**SET TASK:** Reproduce, word for word, the stretch of the records from the line containing "260, row 122." through the end of the records, and nothing else.

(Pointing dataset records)

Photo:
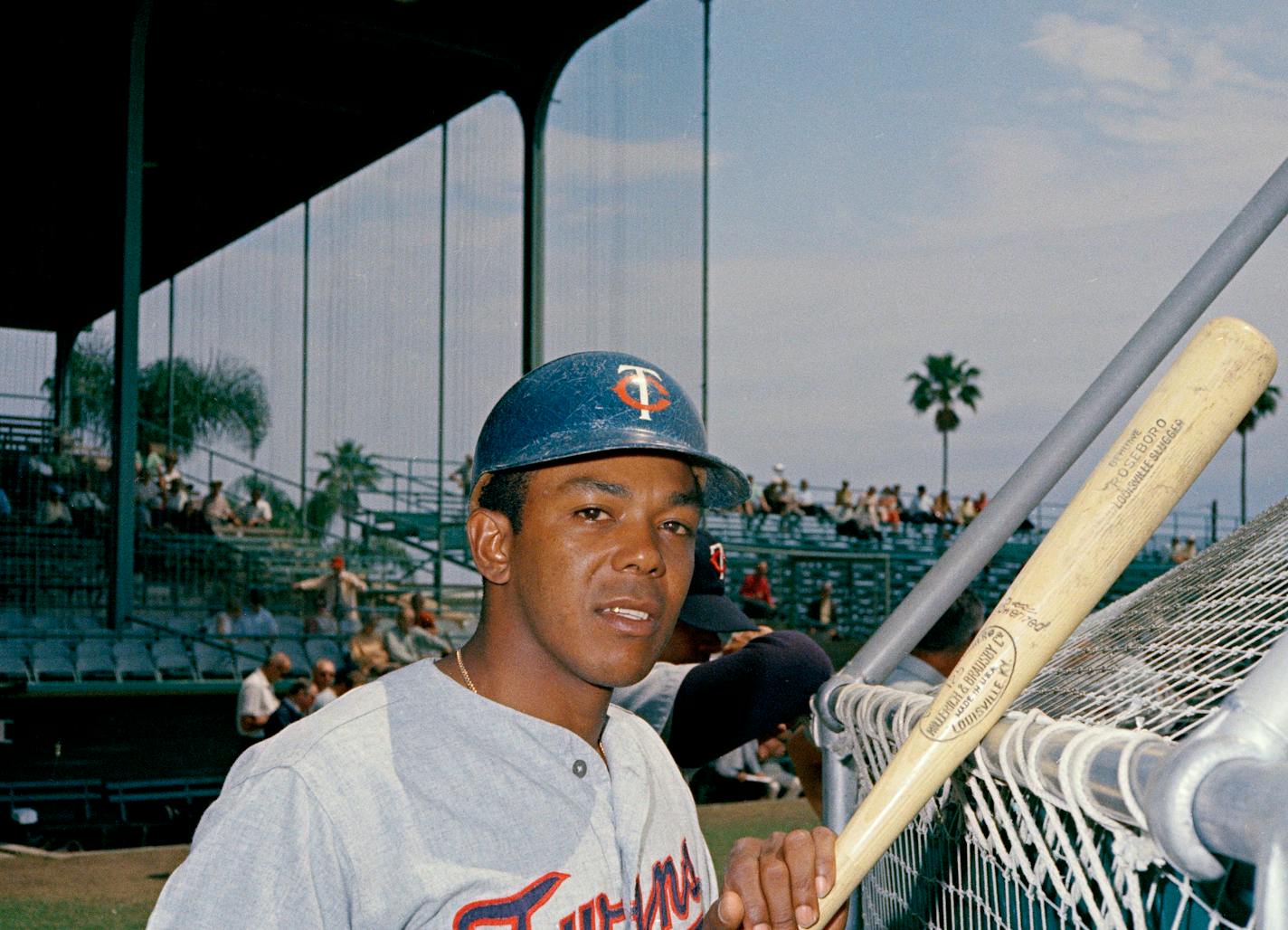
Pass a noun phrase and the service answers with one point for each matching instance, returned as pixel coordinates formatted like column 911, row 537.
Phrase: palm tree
column 346, row 476
column 221, row 398
column 1264, row 406
column 944, row 383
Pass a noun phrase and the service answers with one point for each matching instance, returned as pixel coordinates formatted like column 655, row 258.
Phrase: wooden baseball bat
column 1172, row 437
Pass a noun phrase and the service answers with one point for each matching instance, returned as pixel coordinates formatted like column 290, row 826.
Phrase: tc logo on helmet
column 643, row 379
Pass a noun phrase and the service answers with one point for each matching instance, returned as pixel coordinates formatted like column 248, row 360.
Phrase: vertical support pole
column 442, row 364
column 125, row 385
column 706, row 203
column 64, row 343
column 169, row 366
column 304, row 373
column 535, row 112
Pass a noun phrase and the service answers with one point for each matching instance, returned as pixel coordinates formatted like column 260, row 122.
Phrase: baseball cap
column 706, row 605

**SOLVED PROBLEM:**
Pass a noun phrase and the service answers with one point for each matching instance, returned as pixel coordinates formatted like column 260, row 122.
Phrase: baseball cap
column 706, row 605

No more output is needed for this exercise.